▶ **REQUIREMENTS**
Collect every line of the material below that contains the string "black". Case counts.
=== RAW RECORDS ===
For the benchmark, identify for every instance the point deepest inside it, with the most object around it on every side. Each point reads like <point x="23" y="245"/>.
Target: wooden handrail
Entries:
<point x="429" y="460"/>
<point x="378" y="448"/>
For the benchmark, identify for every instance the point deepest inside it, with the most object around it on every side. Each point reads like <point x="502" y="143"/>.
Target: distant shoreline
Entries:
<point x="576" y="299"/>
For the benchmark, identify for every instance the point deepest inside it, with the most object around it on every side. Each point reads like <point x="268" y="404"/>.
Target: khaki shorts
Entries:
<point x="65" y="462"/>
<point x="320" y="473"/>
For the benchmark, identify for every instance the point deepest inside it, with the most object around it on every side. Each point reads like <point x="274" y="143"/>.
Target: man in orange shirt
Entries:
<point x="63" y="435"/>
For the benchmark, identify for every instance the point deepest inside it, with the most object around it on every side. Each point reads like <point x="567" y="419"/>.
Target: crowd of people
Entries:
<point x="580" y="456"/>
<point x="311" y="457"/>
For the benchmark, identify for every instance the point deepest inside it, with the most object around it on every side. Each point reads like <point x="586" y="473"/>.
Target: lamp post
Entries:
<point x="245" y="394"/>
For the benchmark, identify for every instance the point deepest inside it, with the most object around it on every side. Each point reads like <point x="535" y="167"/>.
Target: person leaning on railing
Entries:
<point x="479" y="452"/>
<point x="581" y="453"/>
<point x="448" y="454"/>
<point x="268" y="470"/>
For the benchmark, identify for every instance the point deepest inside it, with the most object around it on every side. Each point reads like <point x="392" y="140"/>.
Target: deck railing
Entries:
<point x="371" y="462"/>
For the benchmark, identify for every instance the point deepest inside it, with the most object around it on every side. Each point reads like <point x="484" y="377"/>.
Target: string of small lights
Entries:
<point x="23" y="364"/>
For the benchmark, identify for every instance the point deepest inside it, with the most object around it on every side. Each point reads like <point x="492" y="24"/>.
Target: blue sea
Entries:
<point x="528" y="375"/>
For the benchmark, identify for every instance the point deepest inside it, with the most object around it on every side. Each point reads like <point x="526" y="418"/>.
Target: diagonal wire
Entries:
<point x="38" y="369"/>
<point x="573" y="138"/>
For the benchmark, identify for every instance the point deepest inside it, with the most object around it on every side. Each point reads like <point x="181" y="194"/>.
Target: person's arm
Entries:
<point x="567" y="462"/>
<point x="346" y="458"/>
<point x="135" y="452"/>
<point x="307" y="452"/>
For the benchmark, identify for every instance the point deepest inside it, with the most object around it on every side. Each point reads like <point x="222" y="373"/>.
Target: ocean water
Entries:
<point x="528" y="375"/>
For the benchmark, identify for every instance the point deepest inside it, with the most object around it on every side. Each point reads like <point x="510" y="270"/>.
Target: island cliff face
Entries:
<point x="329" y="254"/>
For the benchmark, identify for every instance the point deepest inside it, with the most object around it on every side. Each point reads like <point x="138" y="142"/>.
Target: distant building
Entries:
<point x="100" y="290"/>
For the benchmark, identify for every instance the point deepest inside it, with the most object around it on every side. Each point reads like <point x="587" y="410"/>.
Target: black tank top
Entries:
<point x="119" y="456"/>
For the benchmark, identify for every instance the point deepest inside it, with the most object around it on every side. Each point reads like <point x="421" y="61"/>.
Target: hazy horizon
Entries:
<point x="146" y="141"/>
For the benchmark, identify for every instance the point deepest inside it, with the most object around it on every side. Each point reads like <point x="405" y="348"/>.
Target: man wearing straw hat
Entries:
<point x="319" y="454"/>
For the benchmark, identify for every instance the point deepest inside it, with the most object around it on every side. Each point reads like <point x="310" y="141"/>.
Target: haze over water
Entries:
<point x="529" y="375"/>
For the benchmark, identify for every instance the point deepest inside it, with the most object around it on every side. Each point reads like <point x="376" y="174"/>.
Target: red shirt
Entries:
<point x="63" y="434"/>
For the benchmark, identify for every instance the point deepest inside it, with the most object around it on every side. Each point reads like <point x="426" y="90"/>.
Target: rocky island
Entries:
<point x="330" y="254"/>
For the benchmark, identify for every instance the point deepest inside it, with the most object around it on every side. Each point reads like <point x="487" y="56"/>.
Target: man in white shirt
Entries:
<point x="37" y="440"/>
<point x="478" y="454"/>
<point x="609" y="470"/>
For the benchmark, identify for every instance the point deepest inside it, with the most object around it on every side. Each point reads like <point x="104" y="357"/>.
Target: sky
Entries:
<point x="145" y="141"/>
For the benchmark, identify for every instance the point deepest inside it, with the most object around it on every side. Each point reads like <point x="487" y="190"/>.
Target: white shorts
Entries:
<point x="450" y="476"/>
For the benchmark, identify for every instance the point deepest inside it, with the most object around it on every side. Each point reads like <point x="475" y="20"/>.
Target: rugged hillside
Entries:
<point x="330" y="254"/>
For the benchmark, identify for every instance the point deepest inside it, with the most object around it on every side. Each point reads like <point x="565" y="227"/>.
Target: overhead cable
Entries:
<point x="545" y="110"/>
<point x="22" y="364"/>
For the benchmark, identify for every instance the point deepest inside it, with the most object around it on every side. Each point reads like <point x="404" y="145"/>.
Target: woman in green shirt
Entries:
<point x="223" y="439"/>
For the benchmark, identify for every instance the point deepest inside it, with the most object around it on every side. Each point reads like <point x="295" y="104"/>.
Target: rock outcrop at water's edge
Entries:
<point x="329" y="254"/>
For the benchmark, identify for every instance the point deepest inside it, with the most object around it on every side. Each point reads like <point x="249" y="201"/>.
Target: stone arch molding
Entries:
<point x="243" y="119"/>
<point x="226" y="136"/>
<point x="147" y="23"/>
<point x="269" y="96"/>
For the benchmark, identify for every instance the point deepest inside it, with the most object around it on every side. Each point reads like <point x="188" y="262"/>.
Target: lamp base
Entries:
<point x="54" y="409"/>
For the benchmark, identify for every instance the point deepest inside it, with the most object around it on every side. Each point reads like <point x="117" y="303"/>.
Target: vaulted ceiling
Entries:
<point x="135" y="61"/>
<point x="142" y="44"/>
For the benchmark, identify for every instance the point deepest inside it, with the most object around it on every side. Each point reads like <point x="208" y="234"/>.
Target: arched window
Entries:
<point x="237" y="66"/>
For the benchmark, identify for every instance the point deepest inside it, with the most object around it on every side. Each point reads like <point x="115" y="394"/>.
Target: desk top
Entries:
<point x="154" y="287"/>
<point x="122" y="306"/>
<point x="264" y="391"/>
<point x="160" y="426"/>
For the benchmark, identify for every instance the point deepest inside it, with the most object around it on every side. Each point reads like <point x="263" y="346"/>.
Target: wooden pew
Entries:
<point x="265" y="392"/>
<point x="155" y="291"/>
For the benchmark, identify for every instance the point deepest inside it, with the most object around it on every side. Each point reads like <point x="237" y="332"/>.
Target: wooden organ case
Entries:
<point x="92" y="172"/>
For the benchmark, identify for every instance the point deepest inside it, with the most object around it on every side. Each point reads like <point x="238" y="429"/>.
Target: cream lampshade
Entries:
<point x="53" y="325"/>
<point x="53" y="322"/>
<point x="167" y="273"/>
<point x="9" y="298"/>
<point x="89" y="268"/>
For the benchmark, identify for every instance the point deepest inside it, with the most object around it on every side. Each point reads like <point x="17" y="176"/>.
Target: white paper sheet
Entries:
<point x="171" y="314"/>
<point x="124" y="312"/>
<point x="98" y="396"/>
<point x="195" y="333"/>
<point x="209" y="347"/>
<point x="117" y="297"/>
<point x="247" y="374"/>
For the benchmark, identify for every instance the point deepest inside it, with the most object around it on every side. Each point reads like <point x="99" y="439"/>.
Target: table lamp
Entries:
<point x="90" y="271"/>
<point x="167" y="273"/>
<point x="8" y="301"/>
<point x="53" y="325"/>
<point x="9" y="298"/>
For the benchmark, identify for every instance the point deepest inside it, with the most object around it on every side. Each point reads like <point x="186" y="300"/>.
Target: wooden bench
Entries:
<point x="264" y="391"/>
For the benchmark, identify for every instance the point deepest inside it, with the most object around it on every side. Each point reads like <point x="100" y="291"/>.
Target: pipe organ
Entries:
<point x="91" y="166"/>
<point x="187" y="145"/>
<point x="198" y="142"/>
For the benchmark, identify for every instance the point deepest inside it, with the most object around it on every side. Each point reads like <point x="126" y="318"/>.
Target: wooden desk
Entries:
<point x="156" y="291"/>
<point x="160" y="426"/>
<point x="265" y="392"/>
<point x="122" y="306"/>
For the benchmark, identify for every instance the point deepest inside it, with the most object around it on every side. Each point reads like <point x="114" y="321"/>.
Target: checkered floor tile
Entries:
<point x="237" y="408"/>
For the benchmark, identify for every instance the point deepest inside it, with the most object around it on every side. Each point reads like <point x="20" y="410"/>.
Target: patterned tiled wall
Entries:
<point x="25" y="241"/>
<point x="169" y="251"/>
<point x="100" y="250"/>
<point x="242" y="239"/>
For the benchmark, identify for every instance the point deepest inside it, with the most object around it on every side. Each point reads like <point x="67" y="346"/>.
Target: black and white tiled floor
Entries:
===
▶ **FINISHED TASK**
Target: black tank top
Target: black and white tiled floor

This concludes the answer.